THE REQUEST:
Render every line of the records below as a Markdown table with two columns, Row for the row number and Line for the line itself, and skip any blank lines. Leave the pictures out of your answer.

THE RECORDS:
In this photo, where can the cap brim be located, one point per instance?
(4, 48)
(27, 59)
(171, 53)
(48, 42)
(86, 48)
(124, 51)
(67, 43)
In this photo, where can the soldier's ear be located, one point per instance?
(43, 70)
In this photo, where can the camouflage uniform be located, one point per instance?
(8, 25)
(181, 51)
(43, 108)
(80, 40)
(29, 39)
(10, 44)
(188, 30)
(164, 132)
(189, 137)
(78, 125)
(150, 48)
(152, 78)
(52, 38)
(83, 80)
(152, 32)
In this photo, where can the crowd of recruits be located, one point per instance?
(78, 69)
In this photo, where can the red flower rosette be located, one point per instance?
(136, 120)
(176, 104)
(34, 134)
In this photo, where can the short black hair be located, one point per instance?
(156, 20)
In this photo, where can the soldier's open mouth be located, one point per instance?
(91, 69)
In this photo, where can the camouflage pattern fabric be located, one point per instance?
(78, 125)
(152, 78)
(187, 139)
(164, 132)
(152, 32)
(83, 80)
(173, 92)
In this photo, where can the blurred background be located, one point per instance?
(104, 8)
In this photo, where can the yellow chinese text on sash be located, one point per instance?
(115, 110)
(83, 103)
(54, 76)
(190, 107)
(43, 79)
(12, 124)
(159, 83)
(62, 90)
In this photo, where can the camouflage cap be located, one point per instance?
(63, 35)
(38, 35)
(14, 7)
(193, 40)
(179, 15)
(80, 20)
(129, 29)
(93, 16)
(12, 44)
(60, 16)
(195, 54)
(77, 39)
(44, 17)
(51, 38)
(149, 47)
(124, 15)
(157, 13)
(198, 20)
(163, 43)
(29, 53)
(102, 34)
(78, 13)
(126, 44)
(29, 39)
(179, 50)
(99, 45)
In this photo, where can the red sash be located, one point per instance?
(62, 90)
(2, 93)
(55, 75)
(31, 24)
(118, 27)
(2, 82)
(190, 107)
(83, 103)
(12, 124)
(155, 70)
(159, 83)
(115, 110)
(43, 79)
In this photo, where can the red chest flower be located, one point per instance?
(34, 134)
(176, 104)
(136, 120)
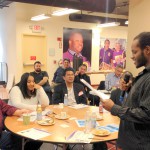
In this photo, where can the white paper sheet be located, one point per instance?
(80, 136)
(78, 106)
(98, 93)
(34, 133)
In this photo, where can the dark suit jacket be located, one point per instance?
(115, 95)
(61, 89)
(86, 78)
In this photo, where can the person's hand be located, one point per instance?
(20, 112)
(36, 86)
(76, 73)
(108, 104)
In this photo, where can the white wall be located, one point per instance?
(138, 22)
(53, 28)
(8, 37)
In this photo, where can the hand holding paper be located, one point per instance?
(98, 93)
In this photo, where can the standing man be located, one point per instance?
(119, 56)
(41, 78)
(134, 130)
(106, 56)
(112, 79)
(75, 47)
(75, 91)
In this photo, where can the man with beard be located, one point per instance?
(74, 91)
(134, 130)
(41, 78)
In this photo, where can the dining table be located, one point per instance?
(62, 129)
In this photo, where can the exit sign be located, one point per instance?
(36, 28)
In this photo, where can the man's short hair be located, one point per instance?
(119, 66)
(66, 59)
(73, 33)
(127, 73)
(68, 69)
(37, 62)
(144, 39)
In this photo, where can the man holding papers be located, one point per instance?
(74, 91)
(134, 130)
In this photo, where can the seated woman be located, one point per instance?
(26, 94)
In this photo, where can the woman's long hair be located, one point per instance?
(23, 86)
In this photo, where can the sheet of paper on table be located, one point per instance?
(34, 133)
(81, 123)
(111, 127)
(80, 136)
(78, 106)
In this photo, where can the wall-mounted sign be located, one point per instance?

ANSWER TO THE PROBLEM:
| Row | Line |
|---|---|
| 1 | In this photo, where can the cap brim be located, one point per instance? |
| 2 | (4, 48) |
| 3 | (27, 59) |
| 4 | (171, 53) |
| 5 | (48, 42) |
| 6 | (86, 48) |
| 7 | (124, 51) |
| 8 | (67, 43) |
| 9 | In this photo, where can the soldier's ear be located, one point per instance? |
| 10 | (43, 70) |
| 11 | In this photo, where can the camouflage uniform be located, one point per instance? |
| 12 | (8, 25) |
| 13 | (181, 51) |
| 14 | (43, 108) |
| 15 | (80, 40) |
| 16 | (29, 39) |
| 17 | (10, 44) |
| 18 | (188, 30) |
| 19 | (164, 132) |
| 20 | (189, 137) |
| 21 | (78, 125) |
| 22 | (150, 48) |
| 23 | (152, 78) |
| 24 | (52, 38) |
| 25 | (83, 80) |
| 26 | (152, 32) |
| 27 | In this photo, where can the crowd of recruits be located, one point per instance? |
| 28 | (78, 69) |
| 29 | In this photo, where can the red flower rosette be located, one point per instance? |
| 30 | (136, 120) |
| 31 | (176, 104) |
| 32 | (34, 134) |
| 33 | In this photo, where can the short black hair be located, one point per instance? |
| 34 | (156, 20) |
| 35 | In this photo, where can the soldier's open mouth be located, one point per instance? |
| 36 | (91, 69) |
| 37 | In this photo, where can the camouflage pattern fabric be located, one point per instance? |
| 38 | (78, 125) |
| 39 | (152, 78) |
| 40 | (187, 139) |
| 41 | (164, 132) |
| 42 | (152, 32) |
| 43 | (83, 80) |
| 44 | (173, 92) |
| 45 | In this photo, where can the blurred background be located, one point per instance? |
| 46 | (104, 8) |
| 47 | In this photo, where can the yellow chinese text on sash be located, one point per instance? |
| 48 | (115, 110) |
| 49 | (83, 103) |
| 50 | (54, 76) |
| 51 | (190, 107) |
| 52 | (43, 79) |
| 53 | (12, 124) |
| 54 | (159, 83) |
| 55 | (62, 90) |
| 56 | In this photo, where can the camouflage cap be located, one point per instance? |
| 57 | (63, 35) |
| 58 | (38, 35) |
| 59 | (14, 7) |
| 60 | (193, 40) |
| 61 | (179, 15) |
| 62 | (80, 20) |
| 63 | (129, 29) |
| 64 | (93, 16) |
| 65 | (12, 44) |
| 66 | (60, 16) |
| 67 | (195, 54) |
| 68 | (77, 39) |
| 69 | (44, 17) |
| 70 | (51, 38) |
| 71 | (149, 47) |
| 72 | (124, 15) |
| 73 | (157, 13) |
| 74 | (198, 20) |
| 75 | (163, 43) |
| 76 | (29, 53) |
| 77 | (102, 34) |
| 78 | (78, 13) |
| 79 | (126, 44) |
| 80 | (29, 39) |
| 81 | (179, 50) |
| 82 | (99, 45) |
| 83 | In this photo, where can the red sash be located, one point per instance? |
| 84 | (62, 90) |
| 85 | (2, 93) |
| 86 | (55, 75) |
| 87 | (31, 24) |
| 88 | (118, 27) |
| 89 | (2, 82) |
| 90 | (190, 107) |
| 91 | (83, 103) |
| 92 | (12, 124) |
| 93 | (155, 70) |
| 94 | (159, 83) |
| 95 | (115, 110) |
| 96 | (43, 79) |
| 97 | In this photo, where can the red chest flower be located, one point per instance? |
| 98 | (34, 134) |
| 99 | (176, 104) |
| 100 | (136, 120) |
| 101 | In this photo, where can the white paper sheet be located, one point per instance? |
| 102 | (80, 136) |
| 103 | (78, 106) |
| 104 | (98, 93) |
| 105 | (34, 133) |
| 106 | In this photo, where can the dark suit jacket be located, one point per instance? |
| 107 | (115, 95) |
| 108 | (61, 89) |
| 109 | (86, 78) |
| 110 | In this photo, where can the person's hand be located, one point per instance? |
| 111 | (20, 112) |
| 112 | (36, 86) |
| 113 | (76, 73) |
| 114 | (108, 104) |
| 115 | In this photo, where can the white wall be located, one point per instance? |
| 116 | (138, 22) |
| 117 | (53, 28) |
| 118 | (8, 37) |
| 119 | In this photo, where can the hand holding paper be located, one point per instance? |
| 120 | (98, 93) |
| 121 | In this photo, where can the standing man be located, one point per instance? |
| 122 | (119, 56) |
| 123 | (41, 78) |
| 124 | (134, 130) |
| 125 | (106, 56) |
| 126 | (112, 79) |
| 127 | (75, 47) |
| 128 | (75, 91) |
| 129 | In this photo, where can the man with beard be located, one point per instance? |
| 130 | (74, 91) |
| 131 | (134, 130) |
| 132 | (41, 78) |
| 133 | In this photo, where can the dining table be located, one point per instance? |
| 134 | (62, 129) |
| 135 | In this photo, where can the exit sign be located, one point per instance? |
| 136 | (36, 28) |
| 137 | In this photo, where can the man's short hair be located, one point per instance? |
| 138 | (119, 66) |
| 139 | (66, 59) |
| 140 | (73, 33) |
| 141 | (127, 73) |
| 142 | (68, 69) |
| 143 | (37, 62) |
| 144 | (144, 39) |
| 145 | In this photo, where can the man holding papers be located, one point per instance? |
| 146 | (74, 91) |
| 147 | (134, 130) |
| 148 | In this photo, where can the seated woman be located, one point per instance? |
| 149 | (26, 94) |
| 150 | In this photo, where can the woman's long hair be located, one point per instance? |
| 151 | (23, 86) |
| 152 | In this photo, where can the sheet of paper on table be located, one point per instance? |
| 153 | (34, 133) |
| 154 | (81, 123) |
| 155 | (111, 127) |
| 156 | (80, 136) |
| 157 | (78, 106) |
| 158 | In this photo, where can the wall-mounted sign be located, one point per instance? |